(Data listing)
• • • • • • •
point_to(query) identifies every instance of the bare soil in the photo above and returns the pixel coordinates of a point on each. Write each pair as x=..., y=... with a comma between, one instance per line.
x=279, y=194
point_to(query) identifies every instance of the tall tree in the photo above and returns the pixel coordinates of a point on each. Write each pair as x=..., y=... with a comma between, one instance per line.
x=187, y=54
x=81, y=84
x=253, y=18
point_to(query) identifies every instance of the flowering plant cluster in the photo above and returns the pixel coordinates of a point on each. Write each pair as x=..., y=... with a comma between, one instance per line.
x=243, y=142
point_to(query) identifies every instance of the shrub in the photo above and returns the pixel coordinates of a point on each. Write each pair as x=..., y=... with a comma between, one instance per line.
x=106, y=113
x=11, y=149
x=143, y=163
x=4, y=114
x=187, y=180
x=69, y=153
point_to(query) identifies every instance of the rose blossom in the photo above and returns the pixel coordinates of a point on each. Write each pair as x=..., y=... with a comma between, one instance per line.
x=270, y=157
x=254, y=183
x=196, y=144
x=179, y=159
• • • • • • •
→ THE TASK
Copy all of these items line for line, with no changes.

→ SOLUTION TO THE PROBLEM
point_to(query) identifies every instance of the bare soil in the photo above and returns the pixel coordinates of a point on each. Write each pair as x=..., y=... with a comma between, one instance per line.
x=279, y=194
point_to(query) identifies every instance of the tall tree in the photo above and returns the pixel coordinates of a point on each. Write each pair as x=..., y=... with a comma between, one instance per line.
x=187, y=54
x=81, y=84
x=253, y=18
point_to(query) identifies every instance of the flowering plant cluster in the photo above and returns the pixel coordinates of a point on each. Write each pair as x=..., y=... with a comma between, one instance per line.
x=243, y=142
point_to(query) identifies every instance of the shrub in the photo above and returns the pixel coordinates of a point on each. Write each pair as x=..., y=... with a comma between, one instance per line.
x=106, y=113
x=11, y=149
x=143, y=163
x=4, y=114
x=187, y=180
x=69, y=153
point_to(query) identifies every instance of the rose blossom in the photo above and returns the pixel coordinates of a point on each. Write each pair as x=..., y=... with a comma between, one instance per line.
x=270, y=157
x=254, y=183
x=196, y=144
x=179, y=159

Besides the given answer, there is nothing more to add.